Problem details -
Reproduce the records from their first line through the line containing "50), (318, 39)]", with "instance" changed to "object" and everything else left unchanged.

Information shown -
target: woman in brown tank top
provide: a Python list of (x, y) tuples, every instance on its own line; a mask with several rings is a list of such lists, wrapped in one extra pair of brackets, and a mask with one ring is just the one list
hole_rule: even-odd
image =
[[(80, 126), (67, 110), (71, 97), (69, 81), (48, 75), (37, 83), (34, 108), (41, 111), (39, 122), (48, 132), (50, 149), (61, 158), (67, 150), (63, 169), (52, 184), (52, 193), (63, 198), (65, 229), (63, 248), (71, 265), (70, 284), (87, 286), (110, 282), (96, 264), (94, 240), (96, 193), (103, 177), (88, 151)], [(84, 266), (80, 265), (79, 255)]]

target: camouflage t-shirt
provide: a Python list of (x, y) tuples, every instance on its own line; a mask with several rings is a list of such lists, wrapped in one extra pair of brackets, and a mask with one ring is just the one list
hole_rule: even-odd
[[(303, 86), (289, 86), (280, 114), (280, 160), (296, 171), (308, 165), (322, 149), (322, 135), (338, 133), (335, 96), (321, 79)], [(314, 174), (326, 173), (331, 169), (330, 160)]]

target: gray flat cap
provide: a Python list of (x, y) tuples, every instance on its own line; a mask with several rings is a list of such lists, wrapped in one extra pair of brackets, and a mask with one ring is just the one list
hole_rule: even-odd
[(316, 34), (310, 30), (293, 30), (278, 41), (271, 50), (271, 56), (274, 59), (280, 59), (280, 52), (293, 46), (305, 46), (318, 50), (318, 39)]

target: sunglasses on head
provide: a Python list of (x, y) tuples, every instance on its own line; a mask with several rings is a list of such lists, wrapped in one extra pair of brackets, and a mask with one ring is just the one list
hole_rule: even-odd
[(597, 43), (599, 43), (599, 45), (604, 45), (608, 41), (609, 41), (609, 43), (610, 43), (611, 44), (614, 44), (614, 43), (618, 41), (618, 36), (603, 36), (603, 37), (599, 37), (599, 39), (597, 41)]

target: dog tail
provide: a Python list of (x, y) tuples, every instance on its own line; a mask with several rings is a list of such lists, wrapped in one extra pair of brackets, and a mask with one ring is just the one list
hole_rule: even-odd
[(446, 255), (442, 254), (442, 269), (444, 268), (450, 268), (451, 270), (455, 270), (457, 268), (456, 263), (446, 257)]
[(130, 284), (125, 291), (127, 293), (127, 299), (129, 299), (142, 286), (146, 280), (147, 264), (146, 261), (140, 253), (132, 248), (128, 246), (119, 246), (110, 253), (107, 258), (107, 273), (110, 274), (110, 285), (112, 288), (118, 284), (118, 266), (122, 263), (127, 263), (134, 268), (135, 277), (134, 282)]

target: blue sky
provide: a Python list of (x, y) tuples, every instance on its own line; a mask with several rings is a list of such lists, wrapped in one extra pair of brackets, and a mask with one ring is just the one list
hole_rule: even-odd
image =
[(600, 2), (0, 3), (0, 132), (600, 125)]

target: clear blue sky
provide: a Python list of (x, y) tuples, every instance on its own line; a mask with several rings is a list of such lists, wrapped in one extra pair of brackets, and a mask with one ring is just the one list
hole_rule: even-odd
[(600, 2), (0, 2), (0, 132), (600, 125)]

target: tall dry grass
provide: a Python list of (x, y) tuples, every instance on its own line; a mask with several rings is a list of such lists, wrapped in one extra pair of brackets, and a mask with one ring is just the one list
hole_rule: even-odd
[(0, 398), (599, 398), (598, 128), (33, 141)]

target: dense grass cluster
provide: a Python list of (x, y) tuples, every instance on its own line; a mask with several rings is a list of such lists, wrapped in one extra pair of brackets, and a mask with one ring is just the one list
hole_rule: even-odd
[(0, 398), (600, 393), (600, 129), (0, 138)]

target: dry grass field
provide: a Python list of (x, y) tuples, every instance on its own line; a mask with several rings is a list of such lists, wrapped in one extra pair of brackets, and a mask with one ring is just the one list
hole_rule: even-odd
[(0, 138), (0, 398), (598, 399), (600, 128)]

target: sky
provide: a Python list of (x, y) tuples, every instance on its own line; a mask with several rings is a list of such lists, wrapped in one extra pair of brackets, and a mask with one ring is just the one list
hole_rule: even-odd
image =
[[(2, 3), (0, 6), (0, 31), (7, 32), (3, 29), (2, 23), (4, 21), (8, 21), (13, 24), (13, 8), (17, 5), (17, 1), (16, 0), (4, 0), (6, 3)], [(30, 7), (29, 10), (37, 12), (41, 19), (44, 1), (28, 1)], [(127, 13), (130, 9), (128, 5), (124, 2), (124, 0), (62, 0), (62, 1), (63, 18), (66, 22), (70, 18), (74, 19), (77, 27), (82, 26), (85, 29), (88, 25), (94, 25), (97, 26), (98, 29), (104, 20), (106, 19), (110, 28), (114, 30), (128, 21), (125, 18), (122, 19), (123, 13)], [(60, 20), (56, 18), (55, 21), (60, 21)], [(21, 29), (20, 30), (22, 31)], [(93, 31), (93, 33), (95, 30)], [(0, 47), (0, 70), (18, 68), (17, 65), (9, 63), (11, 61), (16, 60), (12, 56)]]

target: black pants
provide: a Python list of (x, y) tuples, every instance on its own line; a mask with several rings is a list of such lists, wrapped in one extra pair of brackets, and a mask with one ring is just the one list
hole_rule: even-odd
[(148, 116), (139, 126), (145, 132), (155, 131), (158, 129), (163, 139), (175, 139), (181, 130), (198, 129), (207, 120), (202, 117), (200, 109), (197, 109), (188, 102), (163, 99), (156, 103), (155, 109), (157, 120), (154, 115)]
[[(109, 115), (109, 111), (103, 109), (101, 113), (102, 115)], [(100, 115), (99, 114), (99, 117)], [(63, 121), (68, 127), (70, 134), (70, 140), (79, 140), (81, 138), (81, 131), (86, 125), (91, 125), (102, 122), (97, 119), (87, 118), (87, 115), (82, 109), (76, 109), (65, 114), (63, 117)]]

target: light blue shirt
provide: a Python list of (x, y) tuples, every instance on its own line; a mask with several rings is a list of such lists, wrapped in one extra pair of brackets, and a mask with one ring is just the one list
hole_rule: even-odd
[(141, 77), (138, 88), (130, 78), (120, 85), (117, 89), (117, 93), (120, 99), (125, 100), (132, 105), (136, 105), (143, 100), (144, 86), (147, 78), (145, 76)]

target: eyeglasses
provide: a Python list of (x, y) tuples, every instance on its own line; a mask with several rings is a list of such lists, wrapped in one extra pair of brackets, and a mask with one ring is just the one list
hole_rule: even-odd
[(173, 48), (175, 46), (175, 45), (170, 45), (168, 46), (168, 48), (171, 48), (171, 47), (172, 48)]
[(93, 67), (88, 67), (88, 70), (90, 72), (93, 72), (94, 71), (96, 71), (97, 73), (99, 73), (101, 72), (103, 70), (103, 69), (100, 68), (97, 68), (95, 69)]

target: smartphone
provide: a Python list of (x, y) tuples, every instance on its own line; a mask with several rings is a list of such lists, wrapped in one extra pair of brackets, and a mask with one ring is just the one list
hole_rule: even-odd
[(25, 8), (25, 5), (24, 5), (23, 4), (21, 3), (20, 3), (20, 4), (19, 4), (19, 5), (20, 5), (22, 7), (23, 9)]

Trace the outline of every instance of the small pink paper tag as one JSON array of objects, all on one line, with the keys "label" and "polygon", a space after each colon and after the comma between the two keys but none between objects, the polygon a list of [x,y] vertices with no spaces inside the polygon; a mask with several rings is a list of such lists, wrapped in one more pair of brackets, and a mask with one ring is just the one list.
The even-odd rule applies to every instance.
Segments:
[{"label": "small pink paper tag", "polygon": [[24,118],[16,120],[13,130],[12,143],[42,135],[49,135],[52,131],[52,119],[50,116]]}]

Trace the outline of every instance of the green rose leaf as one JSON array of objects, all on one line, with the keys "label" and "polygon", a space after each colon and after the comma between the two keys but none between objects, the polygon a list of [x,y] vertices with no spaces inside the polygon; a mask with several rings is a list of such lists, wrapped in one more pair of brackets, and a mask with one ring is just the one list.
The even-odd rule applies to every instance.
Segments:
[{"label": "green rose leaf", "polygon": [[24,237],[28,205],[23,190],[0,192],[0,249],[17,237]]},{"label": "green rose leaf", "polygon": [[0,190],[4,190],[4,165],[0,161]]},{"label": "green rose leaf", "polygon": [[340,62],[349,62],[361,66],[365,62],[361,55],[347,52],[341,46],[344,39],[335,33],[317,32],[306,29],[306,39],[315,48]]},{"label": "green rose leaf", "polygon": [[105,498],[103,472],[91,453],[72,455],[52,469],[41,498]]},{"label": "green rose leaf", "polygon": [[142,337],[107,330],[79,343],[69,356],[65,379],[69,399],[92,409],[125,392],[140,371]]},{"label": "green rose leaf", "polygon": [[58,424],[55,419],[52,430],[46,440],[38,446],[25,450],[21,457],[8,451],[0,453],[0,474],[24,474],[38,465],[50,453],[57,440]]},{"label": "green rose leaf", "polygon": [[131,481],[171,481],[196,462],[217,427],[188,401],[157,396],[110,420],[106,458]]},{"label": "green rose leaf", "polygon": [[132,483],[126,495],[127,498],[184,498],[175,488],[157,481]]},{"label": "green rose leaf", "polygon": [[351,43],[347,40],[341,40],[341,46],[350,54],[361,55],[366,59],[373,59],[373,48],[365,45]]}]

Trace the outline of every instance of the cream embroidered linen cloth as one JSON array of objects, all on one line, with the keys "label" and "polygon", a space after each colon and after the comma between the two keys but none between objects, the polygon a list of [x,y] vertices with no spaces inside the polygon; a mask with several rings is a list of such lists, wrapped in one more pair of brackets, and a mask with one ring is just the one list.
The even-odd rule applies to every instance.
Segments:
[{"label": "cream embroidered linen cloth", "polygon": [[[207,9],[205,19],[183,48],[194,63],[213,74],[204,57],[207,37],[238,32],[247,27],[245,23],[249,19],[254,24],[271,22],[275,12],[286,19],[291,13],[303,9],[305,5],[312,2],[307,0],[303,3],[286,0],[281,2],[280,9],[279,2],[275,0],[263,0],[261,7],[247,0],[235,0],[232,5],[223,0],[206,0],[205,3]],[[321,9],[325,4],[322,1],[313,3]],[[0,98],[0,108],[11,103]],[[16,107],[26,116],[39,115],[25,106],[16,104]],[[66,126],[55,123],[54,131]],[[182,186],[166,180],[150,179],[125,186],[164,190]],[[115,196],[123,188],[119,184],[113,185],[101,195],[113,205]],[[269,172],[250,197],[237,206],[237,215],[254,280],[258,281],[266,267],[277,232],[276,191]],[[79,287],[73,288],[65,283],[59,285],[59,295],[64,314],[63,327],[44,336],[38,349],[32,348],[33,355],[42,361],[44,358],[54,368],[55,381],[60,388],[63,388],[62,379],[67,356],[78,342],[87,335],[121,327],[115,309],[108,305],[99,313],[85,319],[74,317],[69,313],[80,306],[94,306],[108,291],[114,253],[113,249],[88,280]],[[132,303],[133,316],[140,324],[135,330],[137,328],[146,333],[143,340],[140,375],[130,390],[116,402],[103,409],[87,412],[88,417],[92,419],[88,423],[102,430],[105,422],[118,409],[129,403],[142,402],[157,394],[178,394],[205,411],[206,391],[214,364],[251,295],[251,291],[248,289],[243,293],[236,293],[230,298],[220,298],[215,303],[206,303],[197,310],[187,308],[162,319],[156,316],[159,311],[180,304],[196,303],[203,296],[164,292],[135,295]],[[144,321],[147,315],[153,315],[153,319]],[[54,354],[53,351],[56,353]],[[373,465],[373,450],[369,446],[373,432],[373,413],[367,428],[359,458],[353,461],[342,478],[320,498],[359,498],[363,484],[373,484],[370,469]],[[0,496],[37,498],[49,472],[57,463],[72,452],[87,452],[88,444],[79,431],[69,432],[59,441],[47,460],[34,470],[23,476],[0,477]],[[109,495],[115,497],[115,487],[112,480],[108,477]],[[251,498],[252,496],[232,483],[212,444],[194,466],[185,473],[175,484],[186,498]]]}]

The output -
target: woman in brown tank top
provide: a Python list of (x, y) tuples, every object on its own line; a mask with several rings is a list of such lists, wrapped in one extra pair of brackets, and a mask with one ring is just the one list
hole_rule: even-odd
image =
[[(80, 126), (67, 110), (71, 97), (69, 81), (48, 75), (37, 83), (34, 108), (41, 111), (39, 122), (48, 132), (50, 149), (61, 158), (67, 150), (63, 169), (52, 184), (52, 193), (63, 198), (65, 229), (63, 248), (71, 265), (70, 284), (87, 286), (110, 282), (96, 264), (94, 240), (96, 193), (103, 177), (88, 151)], [(84, 266), (80, 265), (79, 255)]]

target: camouflage t-shirt
provide: a Python list of (x, y) tuples, every object on its own line; a mask with several rings is a list of such lists, wrapped in one extra pair of brackets, and a mask with one ring is just the one list
hole_rule: even-odd
[[(303, 86), (289, 86), (280, 114), (280, 160), (296, 171), (308, 165), (322, 149), (322, 135), (338, 133), (335, 96), (321, 79)], [(314, 174), (326, 173), (331, 169), (330, 160)]]

target: gray flat cap
provide: a Python list of (x, y) tuples, every object on its own line; a mask with several rings is a list of such lists, wrapped in one extra pair of brackets, and a mask with one ring is just the one list
hole_rule: even-odd
[(316, 34), (310, 30), (293, 30), (278, 41), (271, 50), (271, 56), (274, 59), (280, 59), (280, 52), (293, 46), (305, 46), (318, 50), (318, 39)]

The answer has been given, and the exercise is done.